— Texte proposé —

Une chirurgie jugée inutile
Des experts indiquent qu’il « n’y a pas de bénéfice à long terme » pour cette opération très commune
Une intervention chirurgicale au genou très commune, qui coûte des millions de dollars en fonds publics chaque année, serait inutile et ne devrait pas être proposée dans la majorité des cas. Pour des milliers de patients qui subissent une arthroscopie du genou, un traitement non chirurgical est aussi efficace à long terme, conclut un panel international d’experts dans des recommandations parues jeudi dernier dans le British Medical Journal.

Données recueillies
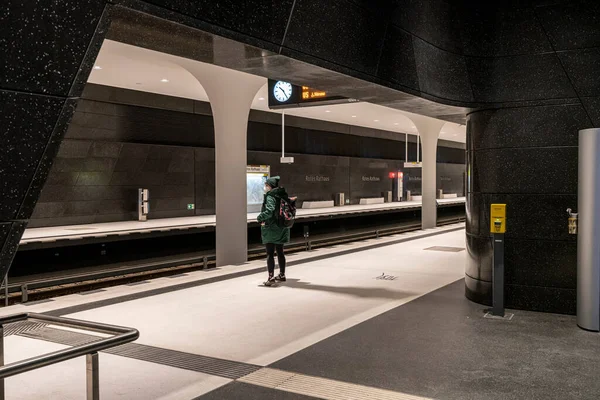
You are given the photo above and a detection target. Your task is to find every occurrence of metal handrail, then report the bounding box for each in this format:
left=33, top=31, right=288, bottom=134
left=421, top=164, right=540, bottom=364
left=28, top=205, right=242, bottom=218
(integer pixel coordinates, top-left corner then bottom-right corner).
left=0, top=313, right=140, bottom=400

— Consignes —
Modifiez le texte sur l'arthroscopie du genou : reprenez-le en commençant par « Une chirurgie jugée » et en continuant jusqu'à « British Medical Journal. », avec « mardi dernier » à la place de « jeudi dernier ».

— Corrigé —
Une chirurgie jugée inutile
Des experts indiquent qu’il « n’y a pas de bénéfice à long terme » pour cette opération très commune
Une intervention chirurgicale au genou très commune, qui coûte des millions de dollars en fonds publics chaque année, serait inutile et ne devrait pas être proposée dans la majorité des cas. Pour des milliers de patients qui subissent une arthroscopie du genou, un traitement non chirurgical est aussi efficace à long terme, conclut un panel international d’experts dans des recommandations parues mardi dernier dans le British Medical Journal.